- TEXT SHOWN
***

Following a tour of the Island, the Prince and the then Duchess of Cornwall, who was celebrating her 62nd birthday, took on separate engagements, with the Duchess visiting a make-up factory a short distance away.
The royal visit to Ryde Fire Station had been a highly anticipated event according to the then Deputy Chief Fire Officer of the Isle of Wight, Steve Apter:
“I had overseen the project which saw the new community room built at the fire station. We wanted to formerly open the extension and a royal visit was the perfect opportunity.
“We wanted to reward our teams and people who had worked incredibly hard during a busy period, implementing changes to improve the whole organisation.”
With the heir to the throne en route to the fire station, final touches were still being made ahead of his arrival. Steve added:
“We were eagerly waiting for the delivery of a banner to cover the scrap cars out on the drill yard. I remember one of our officers collecting it from the ferry terminal, returning to station around five minutes before the arrival of the Prince!”
His Royal Highness was met by the then Chief Fire Officer of Isle of Wight Fire and Rescue Service, Paul Street, who introduced Cllr Barry Abraham, Isle of Wight Council cabinet member with responsibility for the fire service.
The Prince of Wales took time to look at the fire engines and read a timeline display of how the fire service has changed over time and explaining its vision for the future.
Damon Corr, was a firefighter at Ryde at the time and he remembered the visit well:
“He shook my hand and asked me three questions, one of which was ‘how long have you been a firefighter?’, I replied ’13 years sir’. Half an hour later we were still stood on parade, and I could see him chatting with my wife, they pointed at me, carried on chatting, and then laughed!”

***

Source data
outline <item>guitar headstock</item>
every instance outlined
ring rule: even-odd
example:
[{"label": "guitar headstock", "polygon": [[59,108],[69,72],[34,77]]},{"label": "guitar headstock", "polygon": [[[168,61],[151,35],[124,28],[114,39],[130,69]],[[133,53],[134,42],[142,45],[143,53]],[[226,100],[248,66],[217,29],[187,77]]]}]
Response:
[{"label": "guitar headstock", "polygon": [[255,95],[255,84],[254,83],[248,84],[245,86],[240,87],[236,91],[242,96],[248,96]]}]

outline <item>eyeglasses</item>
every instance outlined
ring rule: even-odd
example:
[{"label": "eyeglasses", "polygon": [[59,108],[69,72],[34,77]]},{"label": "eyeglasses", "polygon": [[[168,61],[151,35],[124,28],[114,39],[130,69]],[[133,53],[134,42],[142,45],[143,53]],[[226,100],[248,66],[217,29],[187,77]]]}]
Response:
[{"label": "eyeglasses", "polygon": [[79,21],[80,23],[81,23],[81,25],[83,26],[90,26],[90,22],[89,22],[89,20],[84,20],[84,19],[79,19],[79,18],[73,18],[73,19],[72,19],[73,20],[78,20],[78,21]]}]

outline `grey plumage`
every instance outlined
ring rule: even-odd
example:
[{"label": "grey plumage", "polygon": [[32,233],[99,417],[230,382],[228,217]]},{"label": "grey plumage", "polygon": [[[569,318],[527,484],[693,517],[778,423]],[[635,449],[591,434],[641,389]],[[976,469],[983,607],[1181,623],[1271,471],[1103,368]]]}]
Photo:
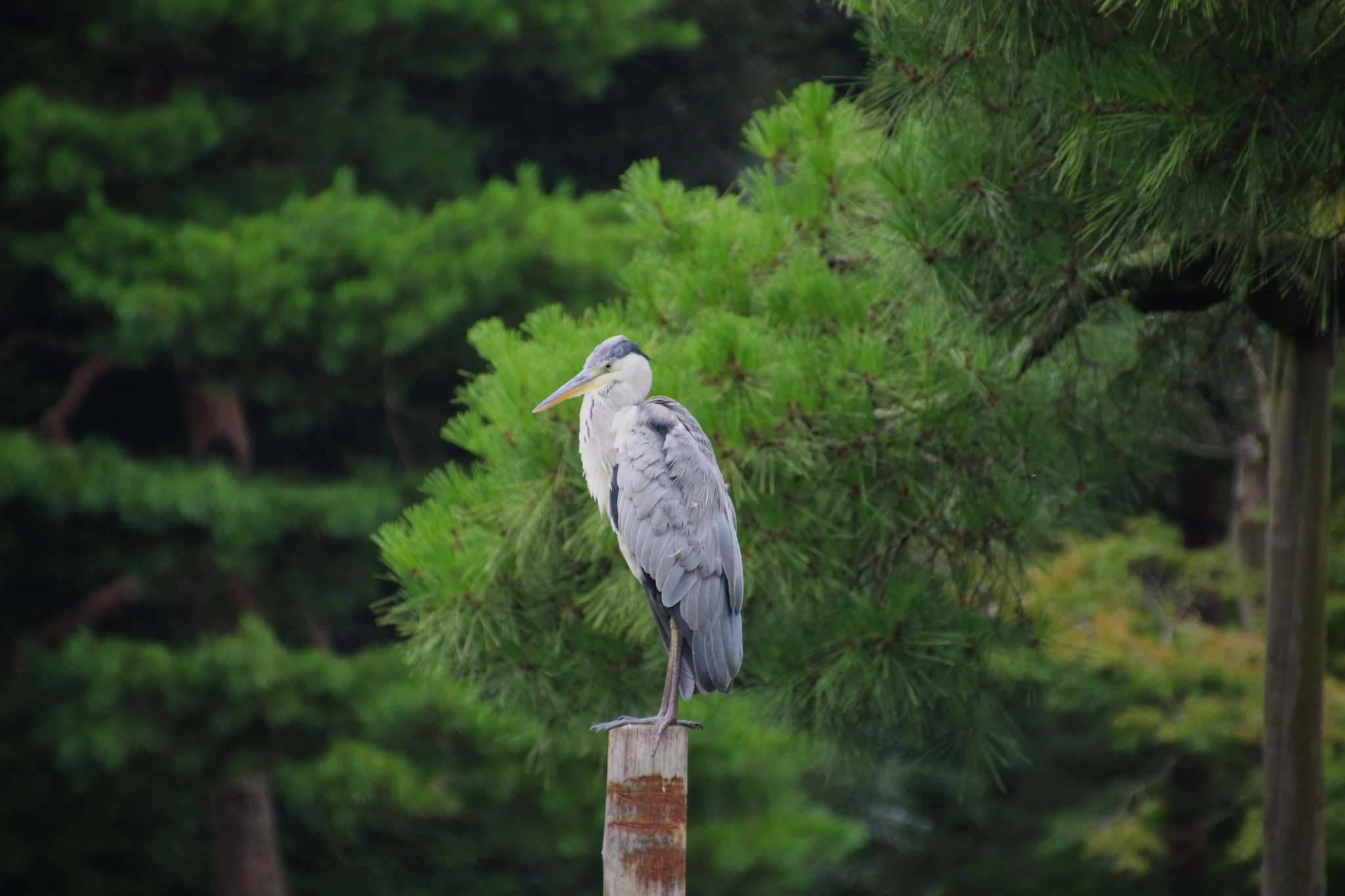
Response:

***

- ACTIONS TO TAKE
1. List every person whom the text on the royal visit to Ryde Fire Station identifies by full name.
2. Rewrite all lines of the records as a JSON list of strings, one string per line, with blank lines omitted. Leave the picture out of the answer.

- EXPECTED RESULTS
1. Steve Apter, Paul Street, Barry Abraham, Damon Corr

2.
[
  "outline <item>guitar headstock</item>",
  "every instance outlined",
  "ring rule: even-odd",
  "example:",
  "[{\"label\": \"guitar headstock\", \"polygon\": [[59,108],[69,72],[34,77]]},{\"label\": \"guitar headstock\", \"polygon\": [[[168,61],[151,35],[124,28],[114,39],[130,69]],[[133,53],[134,42],[142,45],[143,53]],[[226,100],[248,66],[217,29],[187,77]]]}]",
  "Response:",
  "[{\"label\": \"guitar headstock\", \"polygon\": [[255,95],[255,84],[254,83],[248,84],[245,86],[240,87],[236,91],[242,96],[248,96]]}]",
  "outline <item>eyeglasses</item>",
  "every instance outlined",
  "ring rule: even-odd",
  "example:",
  "[{\"label\": \"eyeglasses\", \"polygon\": [[59,108],[69,72],[34,77]]},{\"label\": \"eyeglasses\", \"polygon\": [[[168,61],[151,35],[124,28],[114,39],[130,69]],[[133,53],[134,42],[142,45],[143,53]],[[226,100],[248,66],[217,29],[187,77]]]}]",
  "Response:",
  "[{\"label\": \"eyeglasses\", \"polygon\": [[79,21],[80,23],[81,23],[81,25],[83,26],[90,26],[90,22],[89,22],[89,20],[84,20],[84,19],[79,19],[79,18],[73,18],[73,19],[72,19],[73,20],[78,20],[78,21]]}]",
  "outline `grey plumage`",
  "every instance outlined",
  "ring rule: even-odd",
  "example:",
  "[{\"label\": \"grey plumage\", \"polygon\": [[32,233],[99,417],[230,382],[228,217]]},{\"label\": \"grey plumage\", \"polygon\": [[[569,318],[527,484],[693,517],[778,423]],[[635,449],[591,434],[641,389]],[[976,469],[983,607],[1181,623],[1271,471],[1103,368]]]}]",
  "Photo:",
  "Response:"
]